Document text:
==============================
DEV Community

Brent Ochieng
Brent Ochieng

Posted on

How I Built a Credit Risk Prediction App Using Python, XGBoost, and Streamlit

Financial institutions lose billions every year due to loan defaults. One of the biggest challenges in banking and fintech is accurately identifying high-risk borrowers before loans are approved.

As part of my machine learning and data science portfolio, I built a complete Credit Risk Prediction system capable of predicting whether a customer is likely to default on a loan using financial and demographic data.

This project evolved from:

  • Exploratory Data Analysis in Jupyter Notebook
  • Machine Learning model development
  • Model optimization using XGBoost
  • Building a production-ready Streamlit application

In this article, I will walk through the complete process step by step.

project Link:

Project Objective

The main goal of this project was to develop a machine learning system capable of:

  • Predicting loan default probability
  • Assisting financial institutions in risk assessment
  • Automating borrower screening
  • Reducing financial losses from bad loans

The final solution allows users to enter customer financial information and instantly receive a prediction on whether the customer is likely to default.

Dataset Overview

The dataset used contained over 250,000 customer records with both numerical and categorical variables.

Some of the major features included:

Feature Description
Age Customer age
Income Annual income
LoanAmount Requested loan amount
CreditScore Borrower credit score
InterestRate Applied loan interest
DTIRatio Debt-to-income ratio
Education Educational qualification
EmploymentType Employment status
HasMortgage Whether customer has mortgage
HasDependents Whether customer has dependents
LoanPurpose Purpose of the loan
Default Target variable

The target variable was:

Default
Enter fullscreen mode Exit fullscreen mode

Where:

  • 1 = Customer defaults
  • 0 = Customer repays successfully

Step 1 — Data Cleaning & Preprocessing
Before model development, the dataset required preprocessing.

Removing Unnecessary Columns
The LoanID column had no predictive value, so it was removed.

df = df.drop('LoanID', axis=1)
Enter fullscreen mode Exit fullscreen mode

Binary Feature Transformation

Several categorical columns had Yes/No values.

These were converted into numerical representations.

binary_cols = ['HasMortgage', 'HasDependents', 'HasCoSigner']
Enter fullscreen mode Exit fullscreen mode
for col in binary_cols:
    df[col] = df[col].map({'Yes': 1, 'No': 0})
Enter fullscreen mode Exit fullscreen mode

Handling Categorical Variables
Categorical features such as:

  • Education
  • EmploymentType
  • MaritalStatus
  • LoanPurpose were transformed using encoding techniques to make them machine-readable.

Step 2 — Exploratory Data Analysis (EDA)
One of the most important stages of the project was understanding the data before modeling.
==============================
Task details:
Print, word for word, the stretch of the credit risk article from "Handling Categorical Variables" through "data before modeling.".

Material:
==============================
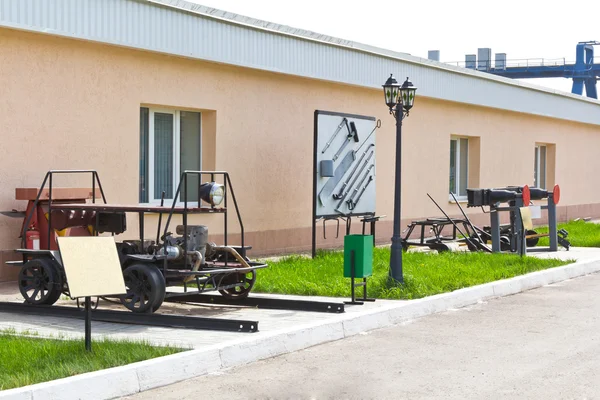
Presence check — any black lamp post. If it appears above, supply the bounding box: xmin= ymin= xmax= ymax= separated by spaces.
xmin=383 ymin=74 xmax=417 ymax=283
==============================
Exercise response:
Handling Categorical Variables
Categorical features such as:

  • Education
  • EmploymentType
  • MaritalStatus
  • LoanPurpose were transformed using encoding techniques to make them machine-readable.

Step 2 — Exploratory Data Analysis (EDA)
One of the most important stages of the project was understanding the data before modeling.